-- The data follows --

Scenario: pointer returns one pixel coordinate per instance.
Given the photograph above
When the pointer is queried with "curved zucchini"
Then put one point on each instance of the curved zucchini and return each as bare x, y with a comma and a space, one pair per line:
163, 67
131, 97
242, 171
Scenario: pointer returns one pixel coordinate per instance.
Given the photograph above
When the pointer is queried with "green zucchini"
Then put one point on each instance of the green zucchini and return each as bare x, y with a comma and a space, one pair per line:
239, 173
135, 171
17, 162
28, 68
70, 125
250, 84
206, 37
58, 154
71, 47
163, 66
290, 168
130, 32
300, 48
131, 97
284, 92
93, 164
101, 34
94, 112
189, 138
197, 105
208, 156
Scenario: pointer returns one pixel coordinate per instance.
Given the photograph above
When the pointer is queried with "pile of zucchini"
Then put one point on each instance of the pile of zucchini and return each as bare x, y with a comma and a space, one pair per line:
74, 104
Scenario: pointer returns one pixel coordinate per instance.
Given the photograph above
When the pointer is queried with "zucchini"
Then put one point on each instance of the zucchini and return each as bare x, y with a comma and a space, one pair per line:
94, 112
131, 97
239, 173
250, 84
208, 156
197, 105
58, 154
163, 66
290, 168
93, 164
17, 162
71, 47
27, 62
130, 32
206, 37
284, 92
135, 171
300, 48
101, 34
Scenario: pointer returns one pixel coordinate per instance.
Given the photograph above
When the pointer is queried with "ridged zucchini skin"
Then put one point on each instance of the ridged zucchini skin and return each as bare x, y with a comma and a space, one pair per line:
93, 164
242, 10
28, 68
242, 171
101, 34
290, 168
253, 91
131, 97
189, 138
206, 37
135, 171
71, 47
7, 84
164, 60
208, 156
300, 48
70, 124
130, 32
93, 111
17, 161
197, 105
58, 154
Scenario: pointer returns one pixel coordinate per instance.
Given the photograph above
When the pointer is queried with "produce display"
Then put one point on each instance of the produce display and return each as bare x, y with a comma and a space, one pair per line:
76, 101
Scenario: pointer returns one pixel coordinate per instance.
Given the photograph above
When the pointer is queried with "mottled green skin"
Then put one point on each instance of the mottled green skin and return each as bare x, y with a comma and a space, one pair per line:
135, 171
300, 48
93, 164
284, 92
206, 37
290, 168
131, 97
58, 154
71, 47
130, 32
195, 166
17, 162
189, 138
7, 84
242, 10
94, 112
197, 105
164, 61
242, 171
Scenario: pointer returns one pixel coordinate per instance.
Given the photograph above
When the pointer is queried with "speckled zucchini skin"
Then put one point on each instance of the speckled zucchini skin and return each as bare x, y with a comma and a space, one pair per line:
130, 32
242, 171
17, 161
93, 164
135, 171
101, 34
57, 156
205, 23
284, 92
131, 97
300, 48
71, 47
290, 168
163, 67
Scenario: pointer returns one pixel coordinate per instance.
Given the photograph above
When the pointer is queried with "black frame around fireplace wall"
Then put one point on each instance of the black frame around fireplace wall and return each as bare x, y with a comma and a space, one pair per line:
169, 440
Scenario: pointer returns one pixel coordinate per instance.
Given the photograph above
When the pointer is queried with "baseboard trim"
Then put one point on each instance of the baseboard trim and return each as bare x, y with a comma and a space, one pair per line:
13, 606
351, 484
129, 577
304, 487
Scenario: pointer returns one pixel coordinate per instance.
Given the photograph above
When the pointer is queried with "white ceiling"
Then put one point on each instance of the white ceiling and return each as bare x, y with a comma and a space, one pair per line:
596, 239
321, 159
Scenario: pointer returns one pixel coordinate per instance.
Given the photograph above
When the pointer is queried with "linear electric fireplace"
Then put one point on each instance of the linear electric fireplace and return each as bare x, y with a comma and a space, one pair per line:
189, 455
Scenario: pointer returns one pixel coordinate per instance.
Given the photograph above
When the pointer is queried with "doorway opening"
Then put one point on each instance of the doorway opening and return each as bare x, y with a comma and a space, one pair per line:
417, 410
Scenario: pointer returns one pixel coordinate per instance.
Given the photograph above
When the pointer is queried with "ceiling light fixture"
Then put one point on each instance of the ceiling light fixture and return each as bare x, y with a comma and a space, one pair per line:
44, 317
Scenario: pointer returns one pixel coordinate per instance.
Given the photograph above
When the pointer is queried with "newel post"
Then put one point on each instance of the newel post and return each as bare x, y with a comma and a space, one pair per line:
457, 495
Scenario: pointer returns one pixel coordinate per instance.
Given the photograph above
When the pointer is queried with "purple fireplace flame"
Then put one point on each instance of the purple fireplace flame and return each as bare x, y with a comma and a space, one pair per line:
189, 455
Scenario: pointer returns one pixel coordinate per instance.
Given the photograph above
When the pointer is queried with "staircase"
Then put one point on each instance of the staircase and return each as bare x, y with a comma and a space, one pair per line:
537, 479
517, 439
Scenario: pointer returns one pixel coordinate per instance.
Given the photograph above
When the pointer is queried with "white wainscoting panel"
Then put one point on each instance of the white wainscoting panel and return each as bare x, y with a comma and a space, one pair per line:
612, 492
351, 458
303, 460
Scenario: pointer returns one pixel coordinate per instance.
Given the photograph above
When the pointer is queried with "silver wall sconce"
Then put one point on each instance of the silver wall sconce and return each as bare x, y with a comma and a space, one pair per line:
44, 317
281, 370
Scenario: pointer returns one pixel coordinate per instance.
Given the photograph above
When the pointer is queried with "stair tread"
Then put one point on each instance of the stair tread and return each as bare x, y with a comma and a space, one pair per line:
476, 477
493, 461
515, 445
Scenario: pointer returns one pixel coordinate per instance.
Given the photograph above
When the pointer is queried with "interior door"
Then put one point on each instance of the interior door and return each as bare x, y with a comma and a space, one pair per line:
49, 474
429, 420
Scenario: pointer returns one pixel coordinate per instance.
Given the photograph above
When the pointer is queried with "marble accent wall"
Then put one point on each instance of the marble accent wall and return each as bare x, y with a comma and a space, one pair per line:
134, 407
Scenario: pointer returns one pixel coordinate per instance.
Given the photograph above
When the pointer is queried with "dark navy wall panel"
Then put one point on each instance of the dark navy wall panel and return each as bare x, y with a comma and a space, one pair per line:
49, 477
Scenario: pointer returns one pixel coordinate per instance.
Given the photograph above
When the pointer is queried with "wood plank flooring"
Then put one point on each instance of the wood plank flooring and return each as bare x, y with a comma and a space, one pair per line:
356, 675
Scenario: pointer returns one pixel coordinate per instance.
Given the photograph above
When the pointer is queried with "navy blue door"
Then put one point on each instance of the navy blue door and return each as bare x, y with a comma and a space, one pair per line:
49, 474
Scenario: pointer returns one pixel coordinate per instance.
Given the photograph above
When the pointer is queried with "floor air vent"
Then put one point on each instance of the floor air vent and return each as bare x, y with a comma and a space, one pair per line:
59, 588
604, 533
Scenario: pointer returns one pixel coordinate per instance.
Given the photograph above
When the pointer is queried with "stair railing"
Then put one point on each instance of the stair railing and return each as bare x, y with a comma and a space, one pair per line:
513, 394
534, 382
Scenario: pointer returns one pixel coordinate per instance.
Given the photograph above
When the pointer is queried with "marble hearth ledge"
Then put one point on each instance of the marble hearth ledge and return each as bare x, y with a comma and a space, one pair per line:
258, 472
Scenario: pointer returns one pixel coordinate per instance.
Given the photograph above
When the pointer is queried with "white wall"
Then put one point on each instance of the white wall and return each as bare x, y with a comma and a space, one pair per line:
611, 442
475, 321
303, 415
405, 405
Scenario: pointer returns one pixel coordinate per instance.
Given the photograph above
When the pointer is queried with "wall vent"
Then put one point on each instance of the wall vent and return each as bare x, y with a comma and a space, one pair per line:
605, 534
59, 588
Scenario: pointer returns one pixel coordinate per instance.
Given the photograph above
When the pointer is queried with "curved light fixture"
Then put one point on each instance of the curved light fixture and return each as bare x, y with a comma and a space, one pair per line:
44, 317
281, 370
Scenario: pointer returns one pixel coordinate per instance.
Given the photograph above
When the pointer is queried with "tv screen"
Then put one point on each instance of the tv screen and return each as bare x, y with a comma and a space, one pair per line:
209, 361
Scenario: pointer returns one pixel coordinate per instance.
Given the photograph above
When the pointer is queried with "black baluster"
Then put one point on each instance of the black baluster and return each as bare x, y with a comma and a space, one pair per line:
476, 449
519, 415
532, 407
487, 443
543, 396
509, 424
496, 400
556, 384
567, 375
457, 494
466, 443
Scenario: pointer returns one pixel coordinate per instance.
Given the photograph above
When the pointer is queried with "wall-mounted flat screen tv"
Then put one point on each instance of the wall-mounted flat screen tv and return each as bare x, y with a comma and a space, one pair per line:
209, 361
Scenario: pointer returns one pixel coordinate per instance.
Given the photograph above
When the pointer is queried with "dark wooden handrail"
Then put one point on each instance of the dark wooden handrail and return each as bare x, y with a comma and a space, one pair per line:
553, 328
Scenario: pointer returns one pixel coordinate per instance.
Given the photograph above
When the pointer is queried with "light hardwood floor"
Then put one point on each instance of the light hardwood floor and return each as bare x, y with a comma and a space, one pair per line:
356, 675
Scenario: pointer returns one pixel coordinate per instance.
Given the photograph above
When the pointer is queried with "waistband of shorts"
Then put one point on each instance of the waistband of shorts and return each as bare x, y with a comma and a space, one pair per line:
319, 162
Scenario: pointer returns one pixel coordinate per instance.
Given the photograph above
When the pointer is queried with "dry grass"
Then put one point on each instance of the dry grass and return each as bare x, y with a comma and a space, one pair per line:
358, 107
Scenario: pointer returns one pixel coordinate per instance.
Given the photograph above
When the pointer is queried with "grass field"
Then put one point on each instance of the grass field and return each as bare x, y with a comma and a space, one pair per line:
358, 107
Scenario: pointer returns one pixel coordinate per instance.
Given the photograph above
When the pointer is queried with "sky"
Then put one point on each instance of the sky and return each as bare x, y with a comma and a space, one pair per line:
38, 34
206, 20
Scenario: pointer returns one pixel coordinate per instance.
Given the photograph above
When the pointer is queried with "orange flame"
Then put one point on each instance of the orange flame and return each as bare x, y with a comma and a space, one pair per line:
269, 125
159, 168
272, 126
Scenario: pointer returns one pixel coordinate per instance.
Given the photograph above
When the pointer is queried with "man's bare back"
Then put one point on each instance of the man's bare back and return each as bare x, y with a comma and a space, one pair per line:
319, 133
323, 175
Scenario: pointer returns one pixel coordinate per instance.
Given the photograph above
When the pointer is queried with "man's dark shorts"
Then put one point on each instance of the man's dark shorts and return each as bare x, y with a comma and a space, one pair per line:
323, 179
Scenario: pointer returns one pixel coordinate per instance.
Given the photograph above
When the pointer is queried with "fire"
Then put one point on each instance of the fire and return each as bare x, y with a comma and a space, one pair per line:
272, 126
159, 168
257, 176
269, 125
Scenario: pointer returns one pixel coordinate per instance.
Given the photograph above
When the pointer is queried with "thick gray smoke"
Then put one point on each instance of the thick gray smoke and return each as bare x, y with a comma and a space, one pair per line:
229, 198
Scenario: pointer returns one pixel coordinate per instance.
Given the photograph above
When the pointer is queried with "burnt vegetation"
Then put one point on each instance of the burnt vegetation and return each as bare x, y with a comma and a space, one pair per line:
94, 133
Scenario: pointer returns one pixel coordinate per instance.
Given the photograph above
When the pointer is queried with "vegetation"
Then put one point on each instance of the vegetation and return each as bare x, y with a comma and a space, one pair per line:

-- The data concluded --

§ About this task
What you return should consist solely of the lines from the one containing "Then put one point on each instance of the burnt" through the end of the entries above, reproduced exactly.

§ Result of this exercise
Then put one point on each instance of the burnt vegetation and return each as bare x, y with a comma and a space, one pair per line:
94, 133
Scenario: pointer returns one pixel coordinate per instance.
Given the photograph above
When the pointer is queried with "vegetation"
Then put one point on each instance of the vegetation and return each as bare x, y with a comma and a space, one pair per line:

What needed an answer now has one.